Filter the entries below, keeping only lines with the word "locate".

__SOURCE MATERIAL__
<<<<

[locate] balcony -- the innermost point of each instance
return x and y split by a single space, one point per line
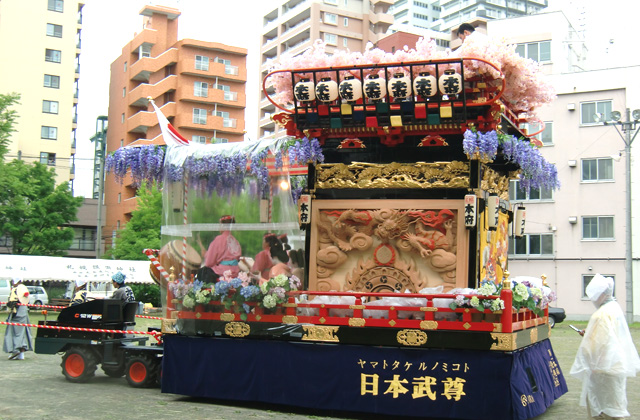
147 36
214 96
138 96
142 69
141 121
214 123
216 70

>>>>
<<<<

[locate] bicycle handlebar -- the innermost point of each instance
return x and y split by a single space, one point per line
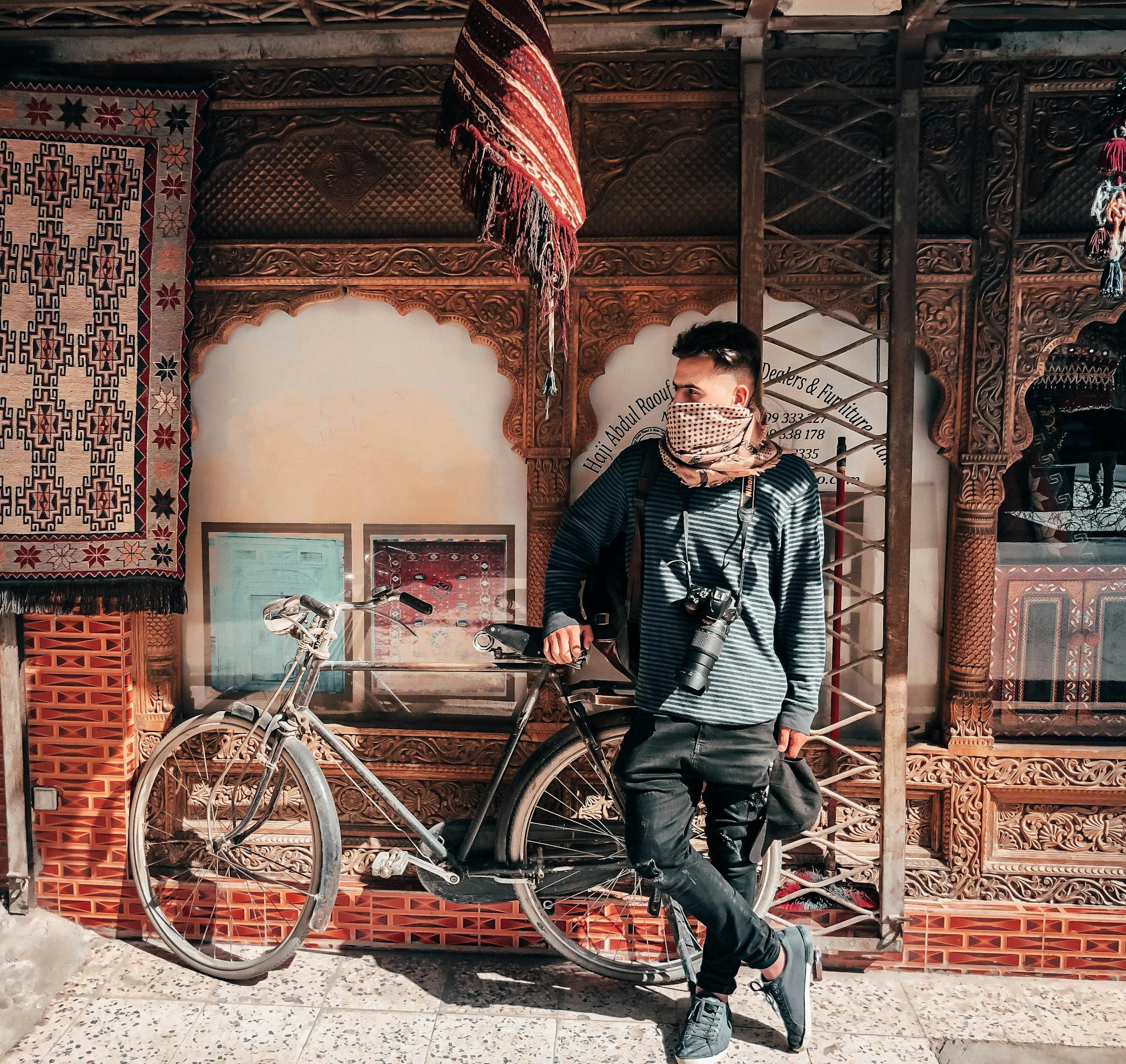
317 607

>>>>

__WRITTEN REPLY__
[locate] balcony -- the innermost point of each instance
[locate] bicycle handlebar -- the innermost point of each instance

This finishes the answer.